■ **Exercise goal**
In your copy of the data, include no pictures and alter nothing else.

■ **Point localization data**
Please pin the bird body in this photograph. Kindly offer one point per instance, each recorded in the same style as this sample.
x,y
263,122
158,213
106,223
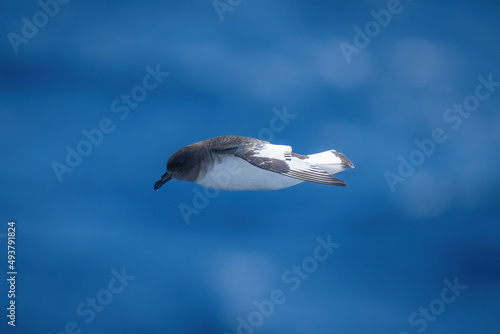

■ **Task response**
Please pin the bird body in this photograph. Kindly offer one point per instance, each recorded in the same style as this sample.
x,y
263,122
158,213
106,223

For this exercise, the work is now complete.